* _What this task involves_: Present the following lines as a numbered list, omitting any blank lines.

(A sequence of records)
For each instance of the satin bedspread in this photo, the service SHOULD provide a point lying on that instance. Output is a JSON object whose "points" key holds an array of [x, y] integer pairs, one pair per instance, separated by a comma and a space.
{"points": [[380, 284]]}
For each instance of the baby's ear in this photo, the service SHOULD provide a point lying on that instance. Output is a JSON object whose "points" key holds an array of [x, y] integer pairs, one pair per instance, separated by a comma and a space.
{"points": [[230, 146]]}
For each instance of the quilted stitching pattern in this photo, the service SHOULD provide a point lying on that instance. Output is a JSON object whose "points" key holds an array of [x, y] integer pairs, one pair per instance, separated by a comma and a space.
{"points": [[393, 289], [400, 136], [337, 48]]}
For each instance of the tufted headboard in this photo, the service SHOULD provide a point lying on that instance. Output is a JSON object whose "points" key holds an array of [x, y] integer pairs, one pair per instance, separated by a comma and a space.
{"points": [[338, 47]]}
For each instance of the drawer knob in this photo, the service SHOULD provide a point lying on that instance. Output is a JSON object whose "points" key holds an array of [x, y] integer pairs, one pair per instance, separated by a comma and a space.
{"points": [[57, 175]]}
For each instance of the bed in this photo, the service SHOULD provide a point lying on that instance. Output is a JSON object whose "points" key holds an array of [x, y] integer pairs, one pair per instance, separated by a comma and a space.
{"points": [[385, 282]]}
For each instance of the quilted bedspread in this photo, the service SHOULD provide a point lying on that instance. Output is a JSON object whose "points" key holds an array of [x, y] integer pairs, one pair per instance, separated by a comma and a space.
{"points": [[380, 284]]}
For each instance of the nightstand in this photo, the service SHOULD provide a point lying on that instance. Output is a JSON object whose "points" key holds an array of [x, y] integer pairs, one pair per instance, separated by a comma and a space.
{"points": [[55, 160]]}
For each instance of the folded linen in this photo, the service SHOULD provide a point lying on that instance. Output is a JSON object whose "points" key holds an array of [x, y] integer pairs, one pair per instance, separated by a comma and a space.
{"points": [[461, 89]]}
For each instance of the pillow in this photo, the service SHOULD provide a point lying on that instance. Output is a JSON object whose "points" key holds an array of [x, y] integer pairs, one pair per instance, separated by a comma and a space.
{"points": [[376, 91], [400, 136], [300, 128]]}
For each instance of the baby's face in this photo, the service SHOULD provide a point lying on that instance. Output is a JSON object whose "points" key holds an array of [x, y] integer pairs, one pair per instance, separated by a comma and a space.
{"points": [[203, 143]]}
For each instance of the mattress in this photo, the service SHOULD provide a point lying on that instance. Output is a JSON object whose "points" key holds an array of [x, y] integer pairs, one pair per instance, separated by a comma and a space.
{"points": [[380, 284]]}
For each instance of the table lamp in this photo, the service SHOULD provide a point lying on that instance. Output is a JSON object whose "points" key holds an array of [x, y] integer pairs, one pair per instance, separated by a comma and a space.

* _Correct response_:
1. For each instance of the satin bedspread in this photo, the service SHOULD provide a point lying on that instance. Output is a JSON object whose "points" key holds an array of [x, y] integer pairs, one pair per instance, separated by a comma and a space.
2. {"points": [[380, 284]]}
3. For each instance of the baby's ear in this photo, the service SHOULD provide a point lying on that instance. Output is a JSON object whose "points" key holds an array of [x, y] integer pairs, one pair per instance, separated by a comma and a space.
4. {"points": [[230, 146]]}
5. For each instance of the quilted stitching pattern in this photo, the service SHOULD provide a point lying on that instance. Output is a JSON object whose "points" key holds an array of [x, y] integer pairs, one pair per instance, separated by a comma and a space.
6. {"points": [[393, 289], [400, 136], [337, 48]]}
7. For each instance of the tufted headboard in this photo, the service SHOULD provide a point lying on that instance. Output is a JSON object whose "points" key holds an array of [x, y] integer pairs, one pair per instance, separated by a comma and a space.
8. {"points": [[338, 47]]}
9. For each instance of the drawer knob in this photo, the service SHOULD provide a point lying on that instance. Output is a JSON object whose "points" key holds an array of [x, y] integer pairs, one pair per instance, separated by a comma and a space.
10. {"points": [[57, 175]]}
11. For each instance of the bed in this photo, the service SHOULD provide a point lying on that instance. Output is a JSON object whose "points" key holds an array of [x, y] integer pairs, one pair per instance, separated by a comma and a space.
12. {"points": [[385, 282]]}
13. For each instance of the quilted bedspread in this photo, the service SHOULD provide a point lying on that instance. Output is a JSON object whose "points" key holds an array of [x, y] integer pairs, one pair per instance, separated by a comma and a space.
14. {"points": [[380, 284]]}
15. For each instance of the nightstand in this photo, the service SHOULD provide a point lying on that instance. Output is a JSON object whose "points" key holds an array of [x, y] integer pairs, one pair per instance, separated by a comma and a space.
16. {"points": [[55, 160]]}
17. For each instance of the folded linen in this photo, the service SHOULD provide a point lying on that instance. Output is a JSON object whose "points" key holds an array of [x, y] integer pairs, one pair per instance, separated by a comma and a space.
18. {"points": [[461, 89]]}
19. For each instance of the pillow in this photo, the service SHOULD provide a point lying on that instance. Output is a JSON object whose "points" key holds an array of [x, y] integer pairs, one pair per instance, separated by a comma and a space.
20. {"points": [[376, 91], [400, 136], [300, 128]]}
21. For each instance of the baby's face in this photo, the service SHOULD provide a point lying on that instance. Output is a JSON object whose "points" key holds an array of [x, y] integer pairs, one pair per instance, separated by a comma and a space.
22. {"points": [[203, 143]]}
23. For each instance of the mattress in this photo, the service SHOULD provide a point lying on that instance. Output is a JSON object whose "points" key holds an array of [x, y] integer pairs, one pair per instance, separated by a comma and a space.
24. {"points": [[380, 284]]}
25. For each instance of the table lamp in this photo, the service SHOULD provide a point lying on that instance. Output is a JSON object whose "points" key holds an array of [x, y] integer pairs, one pair per instance, separated by a comma and a space.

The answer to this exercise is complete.